### ЧТО СДЕЛАТЬ:
(a) Перепишите отрывок воспоминаний о Римме Казаковой от слов «Лола ЗВОНАРЕВА» до слов «и литературные мемуары.» включительно, заменив «Чаянова» на «Горького».
(b) Когда, согласно воспоминаниям о Римме Казаковой, автор познакомилась с поэтессой?

ПОРА ПРЕДВАРИТЕЛЬНЫХ ИТОГОВ И ДОЛГИХ ПРОЩАНИЙ

ПОРА ПРЕДВАРИТЕЛЬНЫХ ИТОГОВ И ДОЛГИХ ПРОЩАНИЙ

Лола ЗВОНАРЕВА

Мне и сегодня, после состоявшихся в ЦДЛ похорон трудно поверить, что я никогда больше я не услышу ее проникновенный и неповторимый голос. Никогда больше не буду подыматься с неизменной розой по каменным ступеням ее дома на улице Чаянова. Поэтесса Римма Казакова ушла от нас, живых, в историю отечественной словесности — в антологии и на страницы учебников, в хрестоматии и литературные мемуары.
Я познакомилась с нею в середине восьмидесятых годов прошлого века. Римма Федоровна переводила белорусскую писательницу Евгению Янищец и мне, тогда учившийся в аспирантуре в Академии наук в Минске, довелось передавать ей какие-то бумаги. Одной рукой укачивая новорожденного внука, другой — листая белорусские стихи минской писательницы, она все-таки нашла время побеседовать со мной, совершенно незнакомой девицей, доверительно и искренне. Перед уходом она вдруг задала мне вопрос, ответа на который я не знаю и сегодня: «А есть ли на свете настоящая любовь, которую мы постоянно воспеваем в стихах? Как вы, Лола, думаете?» Я знаю, этот вопрос волновал ее и за неделю до смерти, когда мы обсуждали программу будущей телепередачи «Сегодня и навсегда», посвященной отечественной поэзии.

(Сохранённые записи)
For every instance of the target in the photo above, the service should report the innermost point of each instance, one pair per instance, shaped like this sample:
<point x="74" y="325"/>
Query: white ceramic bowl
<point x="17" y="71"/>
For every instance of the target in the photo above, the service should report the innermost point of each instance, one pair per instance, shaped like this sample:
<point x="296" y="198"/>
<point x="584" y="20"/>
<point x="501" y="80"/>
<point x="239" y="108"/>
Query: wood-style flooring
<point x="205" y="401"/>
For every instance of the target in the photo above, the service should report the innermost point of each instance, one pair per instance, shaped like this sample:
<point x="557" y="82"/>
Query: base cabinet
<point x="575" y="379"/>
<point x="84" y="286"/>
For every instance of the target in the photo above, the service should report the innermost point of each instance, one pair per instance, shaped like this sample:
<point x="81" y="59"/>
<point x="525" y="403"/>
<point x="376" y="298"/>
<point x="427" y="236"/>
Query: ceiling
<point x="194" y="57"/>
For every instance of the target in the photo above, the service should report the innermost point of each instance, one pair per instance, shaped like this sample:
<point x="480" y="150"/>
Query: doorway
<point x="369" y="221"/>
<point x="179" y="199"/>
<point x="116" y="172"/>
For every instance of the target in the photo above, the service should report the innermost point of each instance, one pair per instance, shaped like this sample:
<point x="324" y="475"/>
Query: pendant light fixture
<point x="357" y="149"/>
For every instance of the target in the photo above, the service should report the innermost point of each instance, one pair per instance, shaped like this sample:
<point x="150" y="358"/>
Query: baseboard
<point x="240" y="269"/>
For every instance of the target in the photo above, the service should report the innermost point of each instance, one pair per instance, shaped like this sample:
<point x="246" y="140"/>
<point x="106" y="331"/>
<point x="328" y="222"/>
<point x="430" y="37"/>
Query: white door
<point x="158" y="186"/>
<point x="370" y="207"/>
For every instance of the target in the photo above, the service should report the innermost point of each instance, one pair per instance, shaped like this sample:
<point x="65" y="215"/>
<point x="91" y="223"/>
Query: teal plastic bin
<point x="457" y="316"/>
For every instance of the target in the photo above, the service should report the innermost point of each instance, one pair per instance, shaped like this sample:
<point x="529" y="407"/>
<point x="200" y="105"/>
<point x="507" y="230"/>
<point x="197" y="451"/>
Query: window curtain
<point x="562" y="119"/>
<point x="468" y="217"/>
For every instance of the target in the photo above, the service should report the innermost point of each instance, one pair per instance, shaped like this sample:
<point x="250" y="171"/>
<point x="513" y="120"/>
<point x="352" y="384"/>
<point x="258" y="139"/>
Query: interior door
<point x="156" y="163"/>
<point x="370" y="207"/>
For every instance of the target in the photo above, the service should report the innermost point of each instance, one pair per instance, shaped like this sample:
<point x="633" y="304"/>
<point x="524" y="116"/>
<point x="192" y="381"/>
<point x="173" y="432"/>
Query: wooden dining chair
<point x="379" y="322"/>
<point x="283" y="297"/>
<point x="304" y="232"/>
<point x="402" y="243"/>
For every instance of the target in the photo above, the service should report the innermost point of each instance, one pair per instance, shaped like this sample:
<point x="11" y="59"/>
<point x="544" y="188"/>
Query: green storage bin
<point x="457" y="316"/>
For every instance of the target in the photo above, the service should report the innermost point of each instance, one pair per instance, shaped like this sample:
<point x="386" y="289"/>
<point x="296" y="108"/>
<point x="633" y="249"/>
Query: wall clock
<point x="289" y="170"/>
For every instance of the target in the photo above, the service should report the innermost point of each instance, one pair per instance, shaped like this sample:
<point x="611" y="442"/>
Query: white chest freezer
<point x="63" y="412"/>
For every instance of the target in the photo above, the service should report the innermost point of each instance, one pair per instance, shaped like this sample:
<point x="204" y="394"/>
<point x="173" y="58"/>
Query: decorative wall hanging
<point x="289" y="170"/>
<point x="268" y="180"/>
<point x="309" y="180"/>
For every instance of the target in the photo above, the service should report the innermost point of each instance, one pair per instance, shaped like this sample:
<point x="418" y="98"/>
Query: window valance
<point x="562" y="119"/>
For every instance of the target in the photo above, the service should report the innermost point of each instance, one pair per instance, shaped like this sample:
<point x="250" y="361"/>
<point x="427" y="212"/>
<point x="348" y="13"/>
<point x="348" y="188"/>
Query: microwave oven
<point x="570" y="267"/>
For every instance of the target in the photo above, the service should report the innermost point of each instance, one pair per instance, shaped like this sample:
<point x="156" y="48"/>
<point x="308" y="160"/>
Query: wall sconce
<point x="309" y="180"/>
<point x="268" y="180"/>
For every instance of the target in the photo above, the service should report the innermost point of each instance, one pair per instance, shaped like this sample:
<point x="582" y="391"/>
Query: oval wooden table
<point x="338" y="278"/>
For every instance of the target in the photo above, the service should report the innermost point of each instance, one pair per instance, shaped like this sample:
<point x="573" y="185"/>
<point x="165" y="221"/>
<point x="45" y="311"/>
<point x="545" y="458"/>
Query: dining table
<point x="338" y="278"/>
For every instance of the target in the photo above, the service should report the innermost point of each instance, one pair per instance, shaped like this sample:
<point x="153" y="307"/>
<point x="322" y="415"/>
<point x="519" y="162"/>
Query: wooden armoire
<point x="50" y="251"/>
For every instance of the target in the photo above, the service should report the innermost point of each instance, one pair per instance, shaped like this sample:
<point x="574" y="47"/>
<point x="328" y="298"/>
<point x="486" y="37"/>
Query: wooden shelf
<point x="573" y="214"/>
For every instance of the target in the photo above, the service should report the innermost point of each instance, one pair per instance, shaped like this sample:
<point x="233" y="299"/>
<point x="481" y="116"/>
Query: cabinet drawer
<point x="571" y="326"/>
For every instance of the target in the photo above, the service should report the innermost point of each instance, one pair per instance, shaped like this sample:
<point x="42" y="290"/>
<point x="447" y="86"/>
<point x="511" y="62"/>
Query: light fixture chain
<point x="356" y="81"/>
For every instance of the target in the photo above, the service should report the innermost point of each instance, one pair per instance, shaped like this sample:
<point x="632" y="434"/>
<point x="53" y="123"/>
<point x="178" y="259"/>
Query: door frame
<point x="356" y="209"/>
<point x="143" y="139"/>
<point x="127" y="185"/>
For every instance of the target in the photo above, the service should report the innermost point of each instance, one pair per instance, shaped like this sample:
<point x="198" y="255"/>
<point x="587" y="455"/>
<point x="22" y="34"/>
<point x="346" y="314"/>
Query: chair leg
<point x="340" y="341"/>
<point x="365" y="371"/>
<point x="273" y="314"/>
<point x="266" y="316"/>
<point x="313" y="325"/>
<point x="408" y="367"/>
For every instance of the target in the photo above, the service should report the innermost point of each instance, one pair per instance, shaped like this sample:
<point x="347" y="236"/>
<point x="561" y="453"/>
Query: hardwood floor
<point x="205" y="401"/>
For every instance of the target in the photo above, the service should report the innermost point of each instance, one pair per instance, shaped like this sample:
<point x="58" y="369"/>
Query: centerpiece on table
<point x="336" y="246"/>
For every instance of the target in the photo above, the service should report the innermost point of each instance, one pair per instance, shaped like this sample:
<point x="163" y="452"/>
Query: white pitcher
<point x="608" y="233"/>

### ОТВЕТЫ К ЗАДАНИЯМ:
(a)
Лола ЗВОНАРЕВА

Мне и сегодня, после состоявшихся в ЦДЛ похорон трудно поверить, что я никогда больше я не услышу ее проникновенный и неповторимый голос. Никогда больше не буду подыматься с неизменной розой по каменным ступеням ее дома на улице Горького. Поэтесса Римма Казакова ушла от нас, живых, в историю отечественной словесности — в антологии и на страницы учебников, в хрестоматии и литературные мемуары.

(b) В середине восьмидесятых годов прошлого века.